Exercise materials:
>>>
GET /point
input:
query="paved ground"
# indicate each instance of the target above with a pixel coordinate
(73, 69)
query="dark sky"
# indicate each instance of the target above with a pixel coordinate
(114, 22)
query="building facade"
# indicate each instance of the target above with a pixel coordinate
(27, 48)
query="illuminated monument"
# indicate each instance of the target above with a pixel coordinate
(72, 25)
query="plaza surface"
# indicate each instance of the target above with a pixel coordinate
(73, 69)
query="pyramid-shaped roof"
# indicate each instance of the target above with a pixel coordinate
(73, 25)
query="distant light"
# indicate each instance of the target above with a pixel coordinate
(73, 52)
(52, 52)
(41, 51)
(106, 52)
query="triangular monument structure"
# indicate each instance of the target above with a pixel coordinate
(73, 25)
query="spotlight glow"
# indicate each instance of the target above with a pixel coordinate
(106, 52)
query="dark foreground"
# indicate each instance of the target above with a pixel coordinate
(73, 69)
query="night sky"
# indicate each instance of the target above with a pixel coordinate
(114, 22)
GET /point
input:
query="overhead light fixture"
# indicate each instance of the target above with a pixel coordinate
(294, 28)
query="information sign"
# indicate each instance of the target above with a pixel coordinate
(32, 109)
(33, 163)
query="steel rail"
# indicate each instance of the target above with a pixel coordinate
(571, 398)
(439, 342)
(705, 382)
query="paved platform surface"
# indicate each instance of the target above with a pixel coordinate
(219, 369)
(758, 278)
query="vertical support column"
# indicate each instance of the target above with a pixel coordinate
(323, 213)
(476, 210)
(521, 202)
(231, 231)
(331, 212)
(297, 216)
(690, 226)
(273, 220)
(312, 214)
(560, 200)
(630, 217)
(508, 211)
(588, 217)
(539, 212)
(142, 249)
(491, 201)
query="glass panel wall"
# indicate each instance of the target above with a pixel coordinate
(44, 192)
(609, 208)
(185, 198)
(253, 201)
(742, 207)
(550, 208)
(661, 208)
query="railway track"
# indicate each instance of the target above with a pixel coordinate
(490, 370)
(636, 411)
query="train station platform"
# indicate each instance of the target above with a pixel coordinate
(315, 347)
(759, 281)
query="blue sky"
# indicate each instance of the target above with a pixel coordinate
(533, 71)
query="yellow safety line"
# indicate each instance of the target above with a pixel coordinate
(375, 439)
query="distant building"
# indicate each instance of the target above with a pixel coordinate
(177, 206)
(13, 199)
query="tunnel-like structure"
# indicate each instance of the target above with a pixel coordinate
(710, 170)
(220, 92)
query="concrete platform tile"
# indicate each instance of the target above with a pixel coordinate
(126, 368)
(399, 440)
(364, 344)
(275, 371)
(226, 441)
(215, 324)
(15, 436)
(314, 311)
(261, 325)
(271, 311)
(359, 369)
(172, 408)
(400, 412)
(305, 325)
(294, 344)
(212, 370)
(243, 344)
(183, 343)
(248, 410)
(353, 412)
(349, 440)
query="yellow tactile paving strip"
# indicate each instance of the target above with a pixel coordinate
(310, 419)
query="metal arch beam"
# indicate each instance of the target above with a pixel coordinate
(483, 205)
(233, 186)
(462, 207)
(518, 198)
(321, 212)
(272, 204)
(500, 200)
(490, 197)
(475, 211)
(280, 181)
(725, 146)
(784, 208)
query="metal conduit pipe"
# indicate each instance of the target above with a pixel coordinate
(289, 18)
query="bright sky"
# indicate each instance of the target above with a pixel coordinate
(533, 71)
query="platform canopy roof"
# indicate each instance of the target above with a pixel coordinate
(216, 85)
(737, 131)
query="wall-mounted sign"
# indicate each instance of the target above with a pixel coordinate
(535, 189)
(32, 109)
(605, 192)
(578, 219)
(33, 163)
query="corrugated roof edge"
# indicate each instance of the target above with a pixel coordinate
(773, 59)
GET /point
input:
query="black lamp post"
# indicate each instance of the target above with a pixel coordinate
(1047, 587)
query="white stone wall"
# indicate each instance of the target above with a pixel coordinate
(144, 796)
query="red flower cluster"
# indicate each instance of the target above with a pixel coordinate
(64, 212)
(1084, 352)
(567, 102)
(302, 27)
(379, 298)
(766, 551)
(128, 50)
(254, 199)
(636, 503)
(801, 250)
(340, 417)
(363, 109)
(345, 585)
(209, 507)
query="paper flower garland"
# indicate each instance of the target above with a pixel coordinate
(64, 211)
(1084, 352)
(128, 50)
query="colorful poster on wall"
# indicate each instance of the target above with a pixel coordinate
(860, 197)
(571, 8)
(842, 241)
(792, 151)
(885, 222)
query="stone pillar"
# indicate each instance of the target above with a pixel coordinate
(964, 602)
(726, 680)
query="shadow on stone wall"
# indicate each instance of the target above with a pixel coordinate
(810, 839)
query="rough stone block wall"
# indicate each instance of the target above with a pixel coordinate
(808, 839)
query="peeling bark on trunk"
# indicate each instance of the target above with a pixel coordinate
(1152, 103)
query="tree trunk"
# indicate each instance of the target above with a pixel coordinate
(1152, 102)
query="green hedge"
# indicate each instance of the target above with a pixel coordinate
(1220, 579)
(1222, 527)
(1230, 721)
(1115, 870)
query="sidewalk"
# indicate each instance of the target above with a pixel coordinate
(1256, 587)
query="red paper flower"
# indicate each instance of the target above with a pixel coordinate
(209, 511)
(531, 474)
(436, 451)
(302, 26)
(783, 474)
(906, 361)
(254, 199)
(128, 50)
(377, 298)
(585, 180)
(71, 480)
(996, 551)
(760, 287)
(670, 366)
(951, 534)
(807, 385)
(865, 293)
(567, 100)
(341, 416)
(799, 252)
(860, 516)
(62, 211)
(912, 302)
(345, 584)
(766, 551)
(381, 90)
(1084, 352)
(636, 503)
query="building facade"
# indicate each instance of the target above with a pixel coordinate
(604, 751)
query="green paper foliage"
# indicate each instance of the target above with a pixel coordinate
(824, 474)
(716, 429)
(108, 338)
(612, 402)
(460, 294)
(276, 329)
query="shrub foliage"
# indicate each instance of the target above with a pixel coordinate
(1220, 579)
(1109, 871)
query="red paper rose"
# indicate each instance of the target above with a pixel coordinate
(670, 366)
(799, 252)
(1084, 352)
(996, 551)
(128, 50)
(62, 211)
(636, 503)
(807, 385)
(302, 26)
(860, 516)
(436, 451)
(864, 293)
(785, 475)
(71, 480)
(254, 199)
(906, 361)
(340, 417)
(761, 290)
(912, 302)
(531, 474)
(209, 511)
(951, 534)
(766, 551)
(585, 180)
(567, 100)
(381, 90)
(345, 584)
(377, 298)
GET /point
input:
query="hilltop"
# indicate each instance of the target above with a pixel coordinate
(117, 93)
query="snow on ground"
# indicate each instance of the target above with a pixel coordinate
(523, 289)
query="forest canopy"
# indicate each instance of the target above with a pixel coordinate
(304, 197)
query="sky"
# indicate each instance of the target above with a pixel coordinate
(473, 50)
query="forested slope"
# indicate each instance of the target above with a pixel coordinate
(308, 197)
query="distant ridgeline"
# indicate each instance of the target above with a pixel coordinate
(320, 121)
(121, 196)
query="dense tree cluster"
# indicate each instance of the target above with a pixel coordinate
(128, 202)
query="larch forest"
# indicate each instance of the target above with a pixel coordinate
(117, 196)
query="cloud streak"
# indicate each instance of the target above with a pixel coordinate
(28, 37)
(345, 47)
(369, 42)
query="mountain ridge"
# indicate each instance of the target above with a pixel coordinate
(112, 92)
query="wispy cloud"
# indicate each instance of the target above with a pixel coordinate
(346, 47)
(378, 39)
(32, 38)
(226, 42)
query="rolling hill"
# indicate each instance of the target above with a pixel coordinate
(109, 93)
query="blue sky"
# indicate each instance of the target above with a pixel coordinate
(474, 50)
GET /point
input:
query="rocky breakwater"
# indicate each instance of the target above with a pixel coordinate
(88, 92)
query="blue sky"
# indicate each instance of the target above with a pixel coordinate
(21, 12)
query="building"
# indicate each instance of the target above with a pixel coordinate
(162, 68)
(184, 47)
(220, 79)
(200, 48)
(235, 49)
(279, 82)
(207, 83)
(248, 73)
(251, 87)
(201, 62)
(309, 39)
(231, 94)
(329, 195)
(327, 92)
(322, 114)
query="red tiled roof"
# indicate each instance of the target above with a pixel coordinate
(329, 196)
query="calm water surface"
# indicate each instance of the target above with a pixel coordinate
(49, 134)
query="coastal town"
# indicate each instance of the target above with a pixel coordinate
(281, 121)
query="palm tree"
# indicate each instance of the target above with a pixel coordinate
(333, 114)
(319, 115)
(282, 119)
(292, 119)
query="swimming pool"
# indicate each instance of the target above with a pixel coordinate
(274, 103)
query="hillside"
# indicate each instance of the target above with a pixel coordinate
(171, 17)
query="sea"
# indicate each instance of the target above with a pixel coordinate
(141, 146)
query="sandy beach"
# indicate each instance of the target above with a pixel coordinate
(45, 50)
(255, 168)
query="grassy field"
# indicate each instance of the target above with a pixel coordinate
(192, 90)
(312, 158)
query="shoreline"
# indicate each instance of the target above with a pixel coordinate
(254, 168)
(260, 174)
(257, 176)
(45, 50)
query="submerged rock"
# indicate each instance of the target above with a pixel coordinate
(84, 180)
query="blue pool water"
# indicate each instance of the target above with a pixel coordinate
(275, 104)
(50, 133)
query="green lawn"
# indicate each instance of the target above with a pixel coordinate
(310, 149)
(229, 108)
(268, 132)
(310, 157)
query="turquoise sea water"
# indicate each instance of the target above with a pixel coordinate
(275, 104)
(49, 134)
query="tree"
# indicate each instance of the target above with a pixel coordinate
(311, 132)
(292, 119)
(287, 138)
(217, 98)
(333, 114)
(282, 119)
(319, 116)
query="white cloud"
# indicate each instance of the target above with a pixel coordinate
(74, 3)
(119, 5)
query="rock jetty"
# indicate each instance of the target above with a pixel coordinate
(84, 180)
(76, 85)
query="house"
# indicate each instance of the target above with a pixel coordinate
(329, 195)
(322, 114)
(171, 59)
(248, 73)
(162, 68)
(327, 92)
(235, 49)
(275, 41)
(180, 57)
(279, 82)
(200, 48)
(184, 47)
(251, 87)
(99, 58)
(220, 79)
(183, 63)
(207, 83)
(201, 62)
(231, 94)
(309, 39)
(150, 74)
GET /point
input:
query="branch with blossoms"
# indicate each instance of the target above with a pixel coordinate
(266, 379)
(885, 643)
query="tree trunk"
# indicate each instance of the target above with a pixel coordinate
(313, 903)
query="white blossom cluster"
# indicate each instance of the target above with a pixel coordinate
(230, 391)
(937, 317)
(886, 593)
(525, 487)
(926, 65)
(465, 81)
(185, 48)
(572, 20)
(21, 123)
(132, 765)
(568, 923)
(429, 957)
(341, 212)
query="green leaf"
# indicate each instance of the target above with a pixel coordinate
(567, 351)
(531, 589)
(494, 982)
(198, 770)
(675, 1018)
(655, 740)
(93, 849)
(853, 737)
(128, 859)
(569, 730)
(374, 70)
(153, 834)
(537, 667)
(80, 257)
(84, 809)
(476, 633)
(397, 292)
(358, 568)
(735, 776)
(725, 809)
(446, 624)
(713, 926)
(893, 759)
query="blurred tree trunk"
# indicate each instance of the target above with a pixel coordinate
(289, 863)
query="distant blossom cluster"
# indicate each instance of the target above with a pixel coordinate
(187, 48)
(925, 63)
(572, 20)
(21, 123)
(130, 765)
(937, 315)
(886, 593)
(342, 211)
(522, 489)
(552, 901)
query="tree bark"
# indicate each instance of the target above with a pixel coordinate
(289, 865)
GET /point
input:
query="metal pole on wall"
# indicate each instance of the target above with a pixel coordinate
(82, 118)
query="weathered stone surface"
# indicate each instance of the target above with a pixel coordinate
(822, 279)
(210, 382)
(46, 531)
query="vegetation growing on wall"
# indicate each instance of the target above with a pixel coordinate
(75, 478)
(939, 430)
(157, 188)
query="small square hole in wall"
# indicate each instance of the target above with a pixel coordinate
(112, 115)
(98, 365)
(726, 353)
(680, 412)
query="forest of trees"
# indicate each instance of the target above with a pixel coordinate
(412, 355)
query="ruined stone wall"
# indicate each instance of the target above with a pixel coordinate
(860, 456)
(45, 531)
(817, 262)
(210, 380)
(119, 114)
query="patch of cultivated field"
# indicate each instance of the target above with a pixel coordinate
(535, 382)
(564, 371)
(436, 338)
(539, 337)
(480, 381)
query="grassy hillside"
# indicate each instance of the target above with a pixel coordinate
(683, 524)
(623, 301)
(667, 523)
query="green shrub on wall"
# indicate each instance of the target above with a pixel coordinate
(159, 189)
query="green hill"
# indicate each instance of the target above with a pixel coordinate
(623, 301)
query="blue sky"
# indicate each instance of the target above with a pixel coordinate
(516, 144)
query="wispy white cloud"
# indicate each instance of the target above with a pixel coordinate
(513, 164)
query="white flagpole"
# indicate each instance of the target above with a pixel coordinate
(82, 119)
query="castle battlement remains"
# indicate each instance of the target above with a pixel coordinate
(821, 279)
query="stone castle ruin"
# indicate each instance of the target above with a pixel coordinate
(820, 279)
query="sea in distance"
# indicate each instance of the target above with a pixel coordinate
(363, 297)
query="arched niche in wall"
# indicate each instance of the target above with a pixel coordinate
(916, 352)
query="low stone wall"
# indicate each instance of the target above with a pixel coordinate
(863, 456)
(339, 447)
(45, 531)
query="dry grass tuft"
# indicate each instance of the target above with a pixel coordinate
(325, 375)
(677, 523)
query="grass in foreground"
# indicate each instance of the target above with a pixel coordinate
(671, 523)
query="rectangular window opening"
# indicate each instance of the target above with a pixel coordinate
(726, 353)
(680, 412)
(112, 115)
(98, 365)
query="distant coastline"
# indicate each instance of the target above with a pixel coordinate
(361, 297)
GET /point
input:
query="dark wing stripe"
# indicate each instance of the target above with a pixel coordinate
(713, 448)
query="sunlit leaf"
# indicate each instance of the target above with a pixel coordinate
<<<
Required work: From the data above, keep only the lines that contain the string "paved" and copy each of them in full. Treat uppercase and lowercase letters as different.

Written response:
query="paved ground"
query="paved platform surface"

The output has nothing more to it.